- [EXERCISE REQUIREMENTS]:
Return the records, each one exactly as written.

##### RECORD SET #####

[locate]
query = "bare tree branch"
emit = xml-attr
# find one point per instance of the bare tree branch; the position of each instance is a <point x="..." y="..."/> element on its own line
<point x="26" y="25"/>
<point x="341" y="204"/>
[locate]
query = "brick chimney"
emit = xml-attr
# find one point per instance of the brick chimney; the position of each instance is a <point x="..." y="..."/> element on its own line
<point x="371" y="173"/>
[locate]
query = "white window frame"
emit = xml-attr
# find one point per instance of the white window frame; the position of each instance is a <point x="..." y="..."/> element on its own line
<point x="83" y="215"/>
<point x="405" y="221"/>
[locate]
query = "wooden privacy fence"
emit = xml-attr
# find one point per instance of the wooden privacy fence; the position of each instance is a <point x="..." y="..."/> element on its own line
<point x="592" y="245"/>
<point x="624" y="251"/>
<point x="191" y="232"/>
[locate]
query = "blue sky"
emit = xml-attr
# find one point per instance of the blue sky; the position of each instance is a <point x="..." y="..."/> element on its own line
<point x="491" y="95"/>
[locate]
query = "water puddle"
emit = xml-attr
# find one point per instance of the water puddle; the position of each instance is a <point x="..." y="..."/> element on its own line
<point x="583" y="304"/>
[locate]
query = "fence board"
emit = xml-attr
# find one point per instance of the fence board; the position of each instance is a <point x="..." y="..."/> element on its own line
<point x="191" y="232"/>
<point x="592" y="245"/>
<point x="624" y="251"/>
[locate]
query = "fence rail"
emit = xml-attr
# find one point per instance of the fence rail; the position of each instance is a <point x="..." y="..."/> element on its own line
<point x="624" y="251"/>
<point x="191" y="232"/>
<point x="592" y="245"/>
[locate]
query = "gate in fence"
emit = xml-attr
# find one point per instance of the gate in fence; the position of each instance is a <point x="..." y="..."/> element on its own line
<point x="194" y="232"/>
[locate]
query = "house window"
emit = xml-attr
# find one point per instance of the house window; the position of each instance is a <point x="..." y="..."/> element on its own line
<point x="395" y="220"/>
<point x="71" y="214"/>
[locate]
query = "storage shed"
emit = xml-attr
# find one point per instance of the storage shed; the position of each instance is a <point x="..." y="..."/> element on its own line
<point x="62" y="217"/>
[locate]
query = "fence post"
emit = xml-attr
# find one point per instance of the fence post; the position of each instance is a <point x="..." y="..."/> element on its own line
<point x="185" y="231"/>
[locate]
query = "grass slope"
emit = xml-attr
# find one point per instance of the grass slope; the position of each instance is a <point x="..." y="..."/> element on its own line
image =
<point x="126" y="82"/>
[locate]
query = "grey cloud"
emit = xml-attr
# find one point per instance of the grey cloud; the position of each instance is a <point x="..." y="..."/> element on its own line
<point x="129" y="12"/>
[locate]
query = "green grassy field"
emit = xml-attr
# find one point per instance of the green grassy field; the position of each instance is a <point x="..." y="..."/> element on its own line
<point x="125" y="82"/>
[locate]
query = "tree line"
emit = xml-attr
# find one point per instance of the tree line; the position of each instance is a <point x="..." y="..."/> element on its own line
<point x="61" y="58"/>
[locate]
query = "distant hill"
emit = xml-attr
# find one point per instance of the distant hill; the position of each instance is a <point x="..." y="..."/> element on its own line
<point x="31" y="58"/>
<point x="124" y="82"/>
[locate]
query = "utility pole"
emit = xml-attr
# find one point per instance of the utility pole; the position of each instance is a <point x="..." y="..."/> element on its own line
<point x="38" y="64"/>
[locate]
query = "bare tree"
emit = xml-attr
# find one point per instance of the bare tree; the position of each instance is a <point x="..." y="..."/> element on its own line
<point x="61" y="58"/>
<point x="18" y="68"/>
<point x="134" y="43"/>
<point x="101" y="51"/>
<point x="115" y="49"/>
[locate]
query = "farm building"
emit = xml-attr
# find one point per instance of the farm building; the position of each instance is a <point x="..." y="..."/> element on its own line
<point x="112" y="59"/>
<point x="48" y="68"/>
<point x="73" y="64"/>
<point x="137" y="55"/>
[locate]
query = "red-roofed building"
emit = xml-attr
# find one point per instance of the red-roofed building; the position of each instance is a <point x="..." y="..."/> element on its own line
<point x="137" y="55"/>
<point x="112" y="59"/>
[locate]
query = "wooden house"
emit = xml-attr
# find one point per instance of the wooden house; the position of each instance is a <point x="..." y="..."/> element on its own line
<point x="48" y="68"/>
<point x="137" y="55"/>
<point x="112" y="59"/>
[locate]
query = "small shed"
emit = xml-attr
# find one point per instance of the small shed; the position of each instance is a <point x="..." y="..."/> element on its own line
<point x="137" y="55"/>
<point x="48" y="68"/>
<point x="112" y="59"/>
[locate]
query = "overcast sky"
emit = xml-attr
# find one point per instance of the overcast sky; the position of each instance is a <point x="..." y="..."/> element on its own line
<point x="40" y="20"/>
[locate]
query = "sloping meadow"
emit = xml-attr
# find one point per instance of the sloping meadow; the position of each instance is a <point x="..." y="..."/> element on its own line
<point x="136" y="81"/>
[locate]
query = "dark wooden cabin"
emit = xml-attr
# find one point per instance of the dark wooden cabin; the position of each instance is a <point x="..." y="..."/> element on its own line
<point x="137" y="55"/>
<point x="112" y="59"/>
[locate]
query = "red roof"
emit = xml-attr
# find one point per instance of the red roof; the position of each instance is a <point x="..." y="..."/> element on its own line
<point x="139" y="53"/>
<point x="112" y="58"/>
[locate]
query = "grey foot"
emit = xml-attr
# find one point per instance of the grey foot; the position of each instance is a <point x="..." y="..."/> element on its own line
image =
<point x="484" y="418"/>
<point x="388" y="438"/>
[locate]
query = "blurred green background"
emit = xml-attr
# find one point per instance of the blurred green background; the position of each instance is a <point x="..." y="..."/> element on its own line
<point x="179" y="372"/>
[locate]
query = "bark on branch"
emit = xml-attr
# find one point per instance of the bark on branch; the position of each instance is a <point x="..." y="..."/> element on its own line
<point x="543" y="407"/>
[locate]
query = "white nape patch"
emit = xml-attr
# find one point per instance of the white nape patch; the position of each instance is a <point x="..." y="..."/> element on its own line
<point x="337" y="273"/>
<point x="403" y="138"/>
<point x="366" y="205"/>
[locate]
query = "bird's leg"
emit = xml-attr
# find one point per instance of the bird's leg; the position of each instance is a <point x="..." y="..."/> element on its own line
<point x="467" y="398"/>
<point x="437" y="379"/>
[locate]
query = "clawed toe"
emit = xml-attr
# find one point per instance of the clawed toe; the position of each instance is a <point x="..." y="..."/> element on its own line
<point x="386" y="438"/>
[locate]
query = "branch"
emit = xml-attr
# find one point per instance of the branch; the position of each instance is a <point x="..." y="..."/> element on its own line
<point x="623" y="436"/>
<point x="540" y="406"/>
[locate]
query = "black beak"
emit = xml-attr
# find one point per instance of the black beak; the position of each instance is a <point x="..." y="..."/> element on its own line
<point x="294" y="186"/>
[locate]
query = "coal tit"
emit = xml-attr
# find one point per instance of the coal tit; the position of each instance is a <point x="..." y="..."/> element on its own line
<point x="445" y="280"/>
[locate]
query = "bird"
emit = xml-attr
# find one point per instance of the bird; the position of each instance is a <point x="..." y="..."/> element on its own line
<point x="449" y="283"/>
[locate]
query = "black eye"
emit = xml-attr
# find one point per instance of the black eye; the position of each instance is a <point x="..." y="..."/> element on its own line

#####

- [CORRECT ANSWER]:
[locate]
query = "bare tree branch"
emit = xml-attr
# find one point per instance of the bare tree branch; the position of each instance is a <point x="..." y="..."/> element on its own line
<point x="26" y="25"/>
<point x="341" y="204"/>
[locate]
query = "brick chimney"
emit = xml-attr
# find one point per instance of the brick chimney; the position of each instance is a <point x="..." y="..."/> element on its own line
<point x="371" y="173"/>
[locate]
query = "white window frame"
emit = xml-attr
# find one point per instance of the white window frame; the position of each instance is a <point x="..." y="..."/> element on its own line
<point x="83" y="215"/>
<point x="405" y="221"/>
[locate]
query = "wooden privacy fence"
emit = xml-attr
# find one point per instance of the wooden privacy fence; the position of each instance is a <point x="..." y="..."/> element on its own line
<point x="592" y="245"/>
<point x="624" y="251"/>
<point x="191" y="232"/>
[locate]
query = "blue sky"
emit = xml-attr
# find one point per instance of the blue sky; the position of each instance is a <point x="..." y="..."/> element on its own line
<point x="491" y="95"/>
[locate]
query = "water puddle"
emit = xml-attr
# find one point per instance of the water puddle; the position of each instance is a <point x="..." y="..."/> element on its own line
<point x="583" y="304"/>
[locate]
query = "fence board"
emit = xml-attr
# find one point per instance of the fence board; the position of each instance is a <point x="..." y="..."/> element on its own line
<point x="191" y="232"/>
<point x="592" y="245"/>
<point x="624" y="251"/>
[locate]
query = "fence rail"
emit = xml-attr
# find one point per instance of the fence rail; the position of each instance is a <point x="..." y="..."/> element on its own line
<point x="624" y="251"/>
<point x="191" y="232"/>
<point x="592" y="245"/>
[locate]
query = "gate in fence"
emit = xml-attr
# find one point per instance of the gate in fence; the position of each instance is a <point x="..." y="..."/> element on its own line
<point x="194" y="232"/>
[locate]
query = "house window"
emit = xml-attr
# find one point per instance of the house window; the position of each instance is a <point x="..." y="..."/> element on its own line
<point x="395" y="220"/>
<point x="71" y="214"/>
[locate]
query = "storage shed"
emit = xml-attr
# find one point per instance of the storage shed; the position of each instance is a <point x="..." y="..."/> element on its own line
<point x="62" y="217"/>
[locate]
query = "fence post"
emit = xml-attr
# find one point per instance of the fence post; the position of each instance is a <point x="..." y="..."/> element on its own line
<point x="185" y="231"/>
[locate]
query = "grass slope"
emit = xml-attr
# find one point per instance of the grass slope; the position of each instance is a <point x="..." y="..."/> element on its own line
image =
<point x="126" y="82"/>
[locate]
query = "grey cloud"
emit = xml-attr
# find one point per instance of the grey cloud; the position of each instance is a <point x="..." y="..."/> element on its own line
<point x="129" y="12"/>
[locate]
query = "green grassy field"
emit = xml-attr
# find one point per instance of the green grassy field; the position of each instance is a <point x="..." y="..."/> element on its own line
<point x="125" y="82"/>
[locate]
query = "tree line"
emit = xml-attr
# find one point per instance of the tree line; the position of each instance is a <point x="..." y="..."/> element on its own line
<point x="61" y="58"/>
[locate]
query = "distant hill"
emit = xml-attr
# find one point per instance of the distant hill; the position of each instance is a <point x="..." y="..."/> element on its own line
<point x="31" y="58"/>
<point x="124" y="82"/>
[locate]
query = "utility pole"
emit = xml-attr
# find one point per instance of the utility pole; the position of each instance is a <point x="..." y="..."/> element on its own line
<point x="38" y="64"/>
[locate]
query = "bare tree"
emit = xml-attr
# find one point per instance of the bare tree; the position of each instance is a <point x="..." y="..."/> element on its own line
<point x="61" y="58"/>
<point x="18" y="68"/>
<point x="134" y="43"/>
<point x="101" y="51"/>
<point x="115" y="49"/>
[locate]
query = "farm building"
emit = xml-attr
# find one point per instance of the farm building; the position of each instance is a <point x="..." y="..."/> element on its own line
<point x="112" y="59"/>
<point x="48" y="68"/>
<point x="73" y="64"/>
<point x="137" y="55"/>
[locate]
query = "red-roofed building"
emit = xml-attr
# find one point per instance of the red-roofed building; the position of each instance is a <point x="..." y="..."/> element on its own line
<point x="137" y="55"/>
<point x="112" y="59"/>
[locate]
query = "wooden house"
emit = xml-attr
# find one point per instance of the wooden house; the position of each instance is a <point x="..." y="..."/> element on its own line
<point x="48" y="68"/>
<point x="137" y="55"/>
<point x="112" y="59"/>
[locate]
query = "small shed"
emit = xml-attr
# find one point per instance of the small shed; the position of each instance is a <point x="..." y="..."/> element on its own line
<point x="137" y="55"/>
<point x="48" y="68"/>
<point x="112" y="59"/>
[locate]
query = "overcast sky"
emit = xml-attr
# find one point per instance of the overcast sky; the position of each instance is a <point x="..." y="..."/> element on its own line
<point x="40" y="20"/>
[locate]
query = "sloping meadow"
emit = xml-attr
# find one point per instance of the sloping meadow; the position of each instance is a <point x="..." y="..."/> element on its own line
<point x="136" y="81"/>
[locate]
query = "dark wooden cabin"
emit = xml-attr
# find one point per instance of the dark wooden cabin; the position of each instance is a <point x="..." y="..."/> element on its own line
<point x="137" y="55"/>
<point x="112" y="59"/>
[locate]
query = "red roof"
emit = xml-attr
# find one point per instance of the red roof; the position of each instance is a <point x="..." y="..."/> element on its own line
<point x="139" y="53"/>
<point x="112" y="58"/>
[locate]
query = "grey foot"
emit = xml-attr
# find one point per instance of the grey foot; the position of each instance is a <point x="..." y="..."/> element on its own line
image =
<point x="484" y="418"/>
<point x="388" y="438"/>
[locate]
query = "blurred green background"
emit = xml-attr
# find one point per instance of the blurred green background; the position of each instance is a <point x="..." y="..."/> element on its own line
<point x="179" y="372"/>
[locate]
query = "bark on branch"
emit = xml-attr
# find one point per instance of the bark on branch; the position of each instance is a <point x="..." y="..."/> element on its own line
<point x="543" y="407"/>
[locate]
query = "white nape patch"
emit = xml-attr
# find one point per instance of the white nape patch; the position of each instance is a <point x="..." y="..."/> element on its own line
<point x="337" y="273"/>
<point x="403" y="138"/>
<point x="366" y="205"/>
[locate]
query = "bird's leg"
emit = xml-attr
# find one point per instance of the bird's leg; the position of each instance is a <point x="..." y="..."/> element on its own line
<point x="467" y="398"/>
<point x="437" y="379"/>
[locate]
query = "clawed toe"
emit = xml-attr
# find one point per instance of the clawed toe; the position of each instance is a <point x="..." y="..."/> element on its own line
<point x="386" y="438"/>
[locate]
query = "branch"
emit = xml-attr
# find one point per instance of the branch; the position of each instance is a <point x="..." y="..."/> element on its own line
<point x="623" y="436"/>
<point x="540" y="406"/>
[locate]
query = "black beak"
emit = xml-attr
# find one point per instance of the black beak; the position of each instance is a <point x="..." y="..."/> element on its own line
<point x="294" y="186"/>
[locate]
query = "coal tit"
emit = xml-attr
# find one point per instance of the coal tit; the position of each instance is a <point x="..." y="..."/> element on its own line
<point x="445" y="280"/>
[locate]
query = "bird"
emit = xml-attr
# find one point per instance of the bird; the position of each instance is a <point x="..." y="..."/> element on its own line
<point x="449" y="283"/>
[locate]
query = "black eye"
emit = xml-attr
# find one point per instance of the black eye; the position of each instance is a <point x="..." y="..."/> element on its own line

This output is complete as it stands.